:: Data excerpts ::

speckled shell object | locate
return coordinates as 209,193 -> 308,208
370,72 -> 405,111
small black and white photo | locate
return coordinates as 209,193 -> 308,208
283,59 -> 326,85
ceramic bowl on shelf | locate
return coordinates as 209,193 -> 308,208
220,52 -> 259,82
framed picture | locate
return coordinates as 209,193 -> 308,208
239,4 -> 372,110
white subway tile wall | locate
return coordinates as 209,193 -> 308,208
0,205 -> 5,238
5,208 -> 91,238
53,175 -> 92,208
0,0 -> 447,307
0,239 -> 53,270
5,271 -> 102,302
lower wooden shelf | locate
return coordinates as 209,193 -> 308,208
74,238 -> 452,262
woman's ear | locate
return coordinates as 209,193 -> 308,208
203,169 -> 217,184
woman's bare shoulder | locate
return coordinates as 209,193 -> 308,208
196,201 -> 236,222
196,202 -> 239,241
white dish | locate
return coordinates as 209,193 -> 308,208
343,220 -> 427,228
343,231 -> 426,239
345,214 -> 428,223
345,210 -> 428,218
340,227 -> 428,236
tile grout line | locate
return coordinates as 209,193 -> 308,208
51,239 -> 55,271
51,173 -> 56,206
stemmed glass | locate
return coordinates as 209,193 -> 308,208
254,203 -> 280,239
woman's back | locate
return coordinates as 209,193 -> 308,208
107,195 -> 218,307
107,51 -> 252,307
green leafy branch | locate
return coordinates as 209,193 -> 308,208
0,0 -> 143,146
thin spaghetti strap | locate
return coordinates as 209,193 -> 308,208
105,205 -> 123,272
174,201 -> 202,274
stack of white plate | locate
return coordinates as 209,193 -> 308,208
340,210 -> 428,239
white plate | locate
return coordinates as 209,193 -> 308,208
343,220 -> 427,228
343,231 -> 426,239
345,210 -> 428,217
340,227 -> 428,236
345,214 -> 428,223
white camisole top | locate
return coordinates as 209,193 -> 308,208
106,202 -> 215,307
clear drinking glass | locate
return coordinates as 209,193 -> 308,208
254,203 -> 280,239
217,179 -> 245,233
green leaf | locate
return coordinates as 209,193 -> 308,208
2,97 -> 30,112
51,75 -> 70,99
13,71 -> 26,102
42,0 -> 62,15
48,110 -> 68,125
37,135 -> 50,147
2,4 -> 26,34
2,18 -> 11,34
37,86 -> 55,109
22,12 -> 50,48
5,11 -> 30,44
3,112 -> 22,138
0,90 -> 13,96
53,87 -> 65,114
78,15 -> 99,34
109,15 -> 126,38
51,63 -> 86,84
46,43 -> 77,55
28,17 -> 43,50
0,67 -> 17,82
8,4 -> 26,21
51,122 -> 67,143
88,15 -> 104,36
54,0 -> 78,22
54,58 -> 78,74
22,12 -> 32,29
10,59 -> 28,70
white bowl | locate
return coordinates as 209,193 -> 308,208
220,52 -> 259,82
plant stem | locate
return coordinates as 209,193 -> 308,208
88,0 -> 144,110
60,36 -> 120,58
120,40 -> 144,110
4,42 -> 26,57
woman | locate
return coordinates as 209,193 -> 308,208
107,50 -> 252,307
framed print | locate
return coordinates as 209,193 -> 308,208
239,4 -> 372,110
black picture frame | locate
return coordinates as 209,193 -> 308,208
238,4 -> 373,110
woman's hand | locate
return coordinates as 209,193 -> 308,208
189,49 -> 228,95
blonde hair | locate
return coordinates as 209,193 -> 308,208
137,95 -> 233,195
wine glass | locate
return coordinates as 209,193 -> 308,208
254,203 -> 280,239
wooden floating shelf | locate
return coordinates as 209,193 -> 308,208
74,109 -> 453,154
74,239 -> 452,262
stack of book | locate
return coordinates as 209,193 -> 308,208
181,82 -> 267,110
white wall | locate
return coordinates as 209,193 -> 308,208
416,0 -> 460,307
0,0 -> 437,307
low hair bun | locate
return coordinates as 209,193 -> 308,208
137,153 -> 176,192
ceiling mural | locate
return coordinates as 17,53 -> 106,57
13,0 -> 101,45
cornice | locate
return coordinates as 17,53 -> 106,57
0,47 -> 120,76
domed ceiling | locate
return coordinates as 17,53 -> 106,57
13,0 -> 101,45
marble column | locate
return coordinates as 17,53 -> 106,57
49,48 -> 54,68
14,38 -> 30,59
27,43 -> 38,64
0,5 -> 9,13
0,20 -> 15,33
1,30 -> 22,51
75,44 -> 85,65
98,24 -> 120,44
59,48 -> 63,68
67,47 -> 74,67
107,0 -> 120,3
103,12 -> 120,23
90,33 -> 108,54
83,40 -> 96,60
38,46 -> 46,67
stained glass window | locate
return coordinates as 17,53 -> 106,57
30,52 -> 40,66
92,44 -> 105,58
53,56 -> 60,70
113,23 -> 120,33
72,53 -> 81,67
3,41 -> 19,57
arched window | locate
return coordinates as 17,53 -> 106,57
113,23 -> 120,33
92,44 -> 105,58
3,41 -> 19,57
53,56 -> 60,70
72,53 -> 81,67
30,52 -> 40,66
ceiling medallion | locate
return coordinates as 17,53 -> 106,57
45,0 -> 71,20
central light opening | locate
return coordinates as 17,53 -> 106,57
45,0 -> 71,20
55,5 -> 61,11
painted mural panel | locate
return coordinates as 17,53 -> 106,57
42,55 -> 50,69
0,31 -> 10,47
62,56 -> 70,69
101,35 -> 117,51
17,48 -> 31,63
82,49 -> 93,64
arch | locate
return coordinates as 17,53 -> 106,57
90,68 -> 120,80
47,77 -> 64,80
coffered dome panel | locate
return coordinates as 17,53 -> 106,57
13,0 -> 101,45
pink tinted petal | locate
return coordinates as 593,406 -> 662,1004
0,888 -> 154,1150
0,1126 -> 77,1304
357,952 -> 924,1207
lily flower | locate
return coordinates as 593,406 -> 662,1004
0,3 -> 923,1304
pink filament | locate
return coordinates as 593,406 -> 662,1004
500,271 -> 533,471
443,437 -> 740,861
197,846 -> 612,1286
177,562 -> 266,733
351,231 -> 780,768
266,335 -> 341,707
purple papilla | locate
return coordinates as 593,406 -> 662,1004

:::

== To do ==
Print every one of the entries above again, line for line, with nothing changed.

== Result of this task ==
speckled shell object | locate
return coordinates as 209,193 -> 308,208
370,72 -> 405,111
small black and white photo | locate
return coordinates as 209,193 -> 308,208
283,59 -> 326,85
ceramic bowl on shelf | locate
return coordinates as 209,193 -> 308,208
220,52 -> 259,82
framed picture | locate
return coordinates as 209,193 -> 308,208
239,4 -> 372,110
white subway tile wall | locate
return coordinates as 209,193 -> 308,208
0,205 -> 5,238
5,208 -> 91,238
53,175 -> 92,208
0,0 -> 447,307
0,239 -> 53,270
5,271 -> 102,302
lower wooden shelf | locate
return coordinates as 209,193 -> 308,208
74,238 -> 452,262
woman's ear | locate
return coordinates as 209,193 -> 308,208
203,169 -> 217,184
woman's bare shoulder | locate
return coordinates as 209,193 -> 308,208
196,201 -> 236,222
196,202 -> 239,241
white dish | locate
return coordinates as 209,193 -> 308,208
343,220 -> 427,228
343,231 -> 426,239
345,214 -> 428,223
345,210 -> 428,218
340,227 -> 428,236
tile grout line | locate
return coordinates as 209,193 -> 308,208
51,239 -> 55,271
51,173 -> 56,206
stemmed glass | locate
return coordinates as 209,193 -> 308,208
254,203 -> 280,239
woman's back | locate
return coordinates as 209,193 -> 308,208
107,195 -> 218,307
107,51 -> 252,307
green leafy branch | locate
return coordinates as 209,193 -> 308,208
0,0 -> 143,146
thin spaghetti strap | locate
return coordinates as 209,193 -> 308,208
105,205 -> 123,272
174,201 -> 202,274
stack of white plate | locate
return coordinates as 209,193 -> 308,208
340,210 -> 428,239
white plate | locate
return coordinates as 209,193 -> 308,208
343,220 -> 427,228
343,231 -> 426,239
345,210 -> 428,217
340,227 -> 428,236
345,214 -> 428,223
white camisole top | locate
return coordinates as 209,193 -> 308,208
106,202 -> 215,307
clear drinking glass | locate
return coordinates as 209,193 -> 308,208
254,203 -> 280,239
217,179 -> 245,233
green leaf | locate
return coordinates as 209,193 -> 308,208
2,97 -> 30,112
51,75 -> 70,99
13,71 -> 26,102
42,0 -> 62,15
48,110 -> 68,125
37,135 -> 50,147
2,4 -> 26,34
2,18 -> 11,34
37,86 -> 55,109
22,12 -> 50,48
5,11 -> 30,44
3,112 -> 22,138
0,90 -> 13,96
53,87 -> 65,114
78,15 -> 99,34
109,15 -> 126,38
51,63 -> 86,84
46,43 -> 77,55
28,17 -> 43,50
0,67 -> 17,82
8,4 -> 26,21
51,122 -> 67,143
88,15 -> 104,36
54,0 -> 78,22
54,58 -> 78,74
22,12 -> 32,29
10,59 -> 28,70
white bowl | locate
return coordinates as 209,193 -> 308,208
220,52 -> 259,82
plant stem | locate
return coordinates as 209,193 -> 308,208
88,0 -> 144,110
60,36 -> 120,58
120,40 -> 144,110
4,42 -> 26,57
woman | locate
return coordinates as 209,193 -> 308,208
107,50 -> 252,307
framed print | locate
return coordinates as 209,193 -> 308,208
239,4 -> 372,110
black picture frame | locate
return coordinates as 209,193 -> 308,208
238,4 -> 373,110
woman's hand | locate
return coordinates as 209,193 -> 308,208
189,49 -> 228,95
blonde hair | locate
return coordinates as 209,193 -> 308,208
137,95 -> 233,195
wine glass | locate
return coordinates as 209,193 -> 308,208
254,203 -> 280,239
wooden floating shelf | locate
return coordinates as 209,193 -> 308,208
74,109 -> 453,154
74,239 -> 452,262
stack of book | locate
return coordinates as 209,193 -> 308,208
181,82 -> 267,110
white wall | locate
return coordinates as 209,193 -> 308,208
416,0 -> 460,307
0,0 -> 437,307
low hair bun | locate
return coordinates as 209,193 -> 308,208
137,153 -> 176,192
ceiling mural | locate
return coordinates as 17,53 -> 106,57
13,0 -> 101,45
cornice | locate
return coordinates as 17,53 -> 106,57
0,47 -> 120,76
domed ceiling | locate
return coordinates as 17,53 -> 106,57
13,0 -> 101,45
marble column | locate
return coordinates as 17,53 -> 106,57
49,48 -> 54,68
14,38 -> 30,59
27,43 -> 38,64
0,5 -> 9,13
0,20 -> 15,33
1,30 -> 22,51
75,44 -> 85,65
98,24 -> 120,44
59,48 -> 63,68
67,47 -> 74,67
107,0 -> 120,3
103,12 -> 120,23
90,33 -> 108,54
83,40 -> 96,60
38,46 -> 46,67
stained glass window | locate
return coordinates as 17,53 -> 106,57
30,52 -> 40,66
92,44 -> 105,58
53,56 -> 60,70
113,23 -> 120,33
72,53 -> 81,67
3,41 -> 19,57
arched window | locate
return coordinates as 17,53 -> 106,57
113,23 -> 120,33
92,44 -> 105,58
3,41 -> 19,57
53,56 -> 60,70
72,53 -> 81,67
30,52 -> 40,66
ceiling medallion | locate
return coordinates as 17,53 -> 106,57
45,0 -> 71,20
central light opening | locate
return coordinates as 17,53 -> 106,57
45,0 -> 71,20
55,5 -> 61,11
painted mural panel | locate
return coordinates as 17,53 -> 106,57
42,55 -> 50,69
0,31 -> 10,47
62,56 -> 70,69
101,35 -> 117,51
17,48 -> 31,63
82,49 -> 93,64
arch | locate
return coordinates as 17,53 -> 106,57
90,68 -> 120,80
47,77 -> 64,80
coffered dome panel | locate
return coordinates as 17,53 -> 106,57
13,0 -> 101,45
pink tinted petal | locate
return coordinates as 593,406 -> 662,1004
0,888 -> 154,1150
0,1126 -> 77,1304
357,952 -> 924,1207
lily flower | locate
return coordinates as 593,406 -> 662,1004
0,3 -> 923,1304
pink filament | locate
return coordinates as 593,406 -> 662,1004
500,271 -> 533,471
443,437 -> 740,861
197,846 -> 612,1286
177,562 -> 266,733
351,231 -> 780,768
266,335 -> 341,707
purple papilla | locate
return coordinates as 593,406 -> 662,1004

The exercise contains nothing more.